> _Task item_
From the data underneath, reproduce exactly the stretch that begins at the line with "# point at: circular" and ends after the line with "# point at: bus roof (one per instance)".

Excerpts from a dataset:
----------

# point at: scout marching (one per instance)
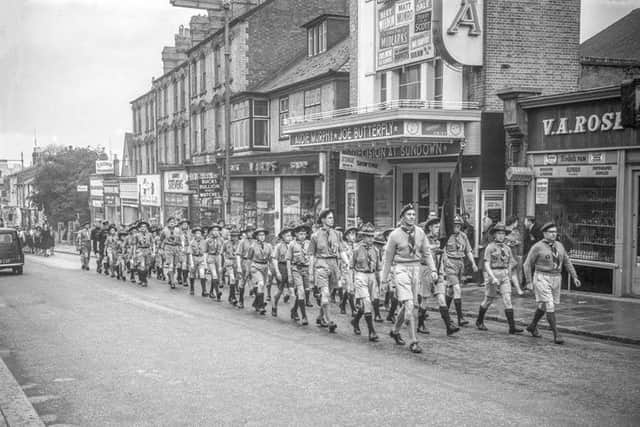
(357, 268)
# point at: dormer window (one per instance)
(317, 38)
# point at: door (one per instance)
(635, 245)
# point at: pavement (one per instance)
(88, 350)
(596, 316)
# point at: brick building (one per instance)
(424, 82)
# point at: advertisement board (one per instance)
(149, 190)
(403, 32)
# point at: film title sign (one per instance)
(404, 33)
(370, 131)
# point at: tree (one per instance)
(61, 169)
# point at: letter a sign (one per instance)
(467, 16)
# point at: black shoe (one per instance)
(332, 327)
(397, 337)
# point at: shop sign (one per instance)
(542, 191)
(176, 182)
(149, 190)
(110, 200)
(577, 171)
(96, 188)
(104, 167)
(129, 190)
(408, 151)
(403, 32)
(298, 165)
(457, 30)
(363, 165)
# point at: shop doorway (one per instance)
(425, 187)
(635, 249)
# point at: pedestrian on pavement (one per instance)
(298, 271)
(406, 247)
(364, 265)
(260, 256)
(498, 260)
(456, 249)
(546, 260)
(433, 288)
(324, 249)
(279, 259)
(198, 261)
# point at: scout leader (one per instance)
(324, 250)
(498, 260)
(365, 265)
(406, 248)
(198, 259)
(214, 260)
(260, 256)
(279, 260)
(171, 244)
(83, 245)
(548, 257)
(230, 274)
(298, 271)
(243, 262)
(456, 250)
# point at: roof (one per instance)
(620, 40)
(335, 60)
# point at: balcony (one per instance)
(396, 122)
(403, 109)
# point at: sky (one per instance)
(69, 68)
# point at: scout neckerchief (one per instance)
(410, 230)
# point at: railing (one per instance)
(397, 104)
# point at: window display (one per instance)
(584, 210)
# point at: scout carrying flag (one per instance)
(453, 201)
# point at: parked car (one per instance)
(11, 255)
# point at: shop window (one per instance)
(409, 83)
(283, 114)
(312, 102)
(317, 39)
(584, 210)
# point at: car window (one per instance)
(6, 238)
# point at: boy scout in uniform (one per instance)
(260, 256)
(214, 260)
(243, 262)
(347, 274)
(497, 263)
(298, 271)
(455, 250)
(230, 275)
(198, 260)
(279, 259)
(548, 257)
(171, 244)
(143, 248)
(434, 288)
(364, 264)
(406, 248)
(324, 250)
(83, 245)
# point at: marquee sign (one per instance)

----------

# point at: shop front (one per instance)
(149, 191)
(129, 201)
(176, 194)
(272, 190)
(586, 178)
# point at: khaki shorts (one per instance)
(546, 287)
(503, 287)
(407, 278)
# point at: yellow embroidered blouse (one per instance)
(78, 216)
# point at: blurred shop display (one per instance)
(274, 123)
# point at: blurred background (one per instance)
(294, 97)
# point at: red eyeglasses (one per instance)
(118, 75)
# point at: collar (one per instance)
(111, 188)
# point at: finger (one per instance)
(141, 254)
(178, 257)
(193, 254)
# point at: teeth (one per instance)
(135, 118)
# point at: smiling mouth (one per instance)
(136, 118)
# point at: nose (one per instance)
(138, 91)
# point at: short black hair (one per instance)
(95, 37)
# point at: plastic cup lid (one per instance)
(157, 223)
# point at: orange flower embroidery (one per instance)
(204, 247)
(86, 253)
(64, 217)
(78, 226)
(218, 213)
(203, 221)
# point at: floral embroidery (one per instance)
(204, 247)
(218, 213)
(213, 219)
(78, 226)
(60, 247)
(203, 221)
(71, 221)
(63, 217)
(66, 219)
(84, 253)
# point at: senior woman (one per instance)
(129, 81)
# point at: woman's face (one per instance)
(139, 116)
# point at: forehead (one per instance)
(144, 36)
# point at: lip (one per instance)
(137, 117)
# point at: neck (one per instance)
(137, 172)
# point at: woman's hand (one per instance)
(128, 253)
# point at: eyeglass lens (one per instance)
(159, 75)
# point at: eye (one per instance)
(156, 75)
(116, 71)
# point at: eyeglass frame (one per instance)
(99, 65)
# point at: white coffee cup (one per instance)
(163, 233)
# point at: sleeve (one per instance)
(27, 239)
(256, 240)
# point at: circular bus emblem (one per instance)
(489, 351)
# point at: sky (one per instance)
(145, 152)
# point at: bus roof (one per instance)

----------

> _Exercise result_
# point at: circular bus emblem (one per instance)
(489, 351)
# point at: sky (one per instance)
(145, 152)
# point at: bus roof (one per instance)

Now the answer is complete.